### [Exercise objective]
The word "water" may appear in lines of the data below. Say how many lines hold it, giving only the number.

### [Records provided]
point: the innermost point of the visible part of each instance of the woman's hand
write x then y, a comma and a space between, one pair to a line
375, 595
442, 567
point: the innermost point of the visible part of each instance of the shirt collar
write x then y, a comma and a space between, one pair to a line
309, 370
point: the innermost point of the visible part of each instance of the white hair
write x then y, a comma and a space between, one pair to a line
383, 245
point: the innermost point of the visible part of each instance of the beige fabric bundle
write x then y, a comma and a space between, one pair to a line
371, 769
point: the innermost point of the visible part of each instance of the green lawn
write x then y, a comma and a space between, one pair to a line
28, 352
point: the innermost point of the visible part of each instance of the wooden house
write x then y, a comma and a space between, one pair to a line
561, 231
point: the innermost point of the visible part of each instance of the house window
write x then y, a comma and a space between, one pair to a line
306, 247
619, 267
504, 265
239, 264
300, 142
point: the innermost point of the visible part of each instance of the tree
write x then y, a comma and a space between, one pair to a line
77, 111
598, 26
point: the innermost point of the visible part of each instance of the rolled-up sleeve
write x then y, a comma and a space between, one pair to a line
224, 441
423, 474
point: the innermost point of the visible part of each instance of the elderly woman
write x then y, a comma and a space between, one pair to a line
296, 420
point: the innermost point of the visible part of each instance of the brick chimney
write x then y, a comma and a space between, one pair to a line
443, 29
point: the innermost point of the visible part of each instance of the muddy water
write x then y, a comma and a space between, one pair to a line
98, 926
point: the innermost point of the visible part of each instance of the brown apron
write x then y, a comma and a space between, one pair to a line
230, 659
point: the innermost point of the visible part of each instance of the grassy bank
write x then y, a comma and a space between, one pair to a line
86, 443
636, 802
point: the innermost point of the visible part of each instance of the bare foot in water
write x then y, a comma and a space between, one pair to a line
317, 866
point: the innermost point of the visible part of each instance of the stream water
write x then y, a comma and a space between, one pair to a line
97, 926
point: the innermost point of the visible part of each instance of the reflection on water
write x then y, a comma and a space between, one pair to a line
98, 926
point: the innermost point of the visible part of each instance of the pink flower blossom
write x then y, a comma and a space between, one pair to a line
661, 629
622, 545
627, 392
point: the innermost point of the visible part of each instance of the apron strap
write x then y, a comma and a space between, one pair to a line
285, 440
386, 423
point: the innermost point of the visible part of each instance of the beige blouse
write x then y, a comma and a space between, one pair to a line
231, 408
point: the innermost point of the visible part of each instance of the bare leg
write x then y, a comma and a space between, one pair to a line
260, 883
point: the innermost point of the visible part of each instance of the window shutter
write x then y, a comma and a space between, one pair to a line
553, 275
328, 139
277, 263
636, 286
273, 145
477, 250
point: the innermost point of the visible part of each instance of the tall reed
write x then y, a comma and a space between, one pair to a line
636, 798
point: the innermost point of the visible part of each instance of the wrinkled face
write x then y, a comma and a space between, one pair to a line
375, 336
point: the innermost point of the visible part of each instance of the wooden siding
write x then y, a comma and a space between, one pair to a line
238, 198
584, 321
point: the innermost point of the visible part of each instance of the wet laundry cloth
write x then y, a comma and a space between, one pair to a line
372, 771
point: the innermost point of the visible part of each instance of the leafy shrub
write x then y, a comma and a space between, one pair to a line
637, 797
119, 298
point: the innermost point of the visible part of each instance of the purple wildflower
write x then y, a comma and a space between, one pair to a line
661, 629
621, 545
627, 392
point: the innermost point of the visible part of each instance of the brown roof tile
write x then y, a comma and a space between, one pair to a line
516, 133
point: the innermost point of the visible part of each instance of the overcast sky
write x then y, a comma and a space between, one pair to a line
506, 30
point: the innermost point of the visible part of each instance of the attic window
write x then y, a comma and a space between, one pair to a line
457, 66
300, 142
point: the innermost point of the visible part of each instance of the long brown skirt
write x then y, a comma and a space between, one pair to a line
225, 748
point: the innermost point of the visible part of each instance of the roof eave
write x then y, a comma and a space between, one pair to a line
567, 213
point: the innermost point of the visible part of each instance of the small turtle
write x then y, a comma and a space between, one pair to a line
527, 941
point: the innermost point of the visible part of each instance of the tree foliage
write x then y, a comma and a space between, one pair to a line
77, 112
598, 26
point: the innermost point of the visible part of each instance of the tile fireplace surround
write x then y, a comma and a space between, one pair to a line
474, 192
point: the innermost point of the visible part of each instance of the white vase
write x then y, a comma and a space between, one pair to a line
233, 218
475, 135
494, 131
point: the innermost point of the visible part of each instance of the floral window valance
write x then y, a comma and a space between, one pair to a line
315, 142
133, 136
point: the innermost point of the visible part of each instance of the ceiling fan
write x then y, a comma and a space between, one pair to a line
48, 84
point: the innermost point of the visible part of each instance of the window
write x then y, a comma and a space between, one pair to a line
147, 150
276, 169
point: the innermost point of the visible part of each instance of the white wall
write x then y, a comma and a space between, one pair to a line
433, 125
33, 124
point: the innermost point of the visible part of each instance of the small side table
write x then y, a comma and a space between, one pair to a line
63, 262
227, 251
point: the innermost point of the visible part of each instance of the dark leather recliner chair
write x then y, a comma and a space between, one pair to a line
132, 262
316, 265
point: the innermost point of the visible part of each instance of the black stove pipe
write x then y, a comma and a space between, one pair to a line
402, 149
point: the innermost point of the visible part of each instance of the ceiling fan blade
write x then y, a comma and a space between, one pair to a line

### [Reply to the task]
4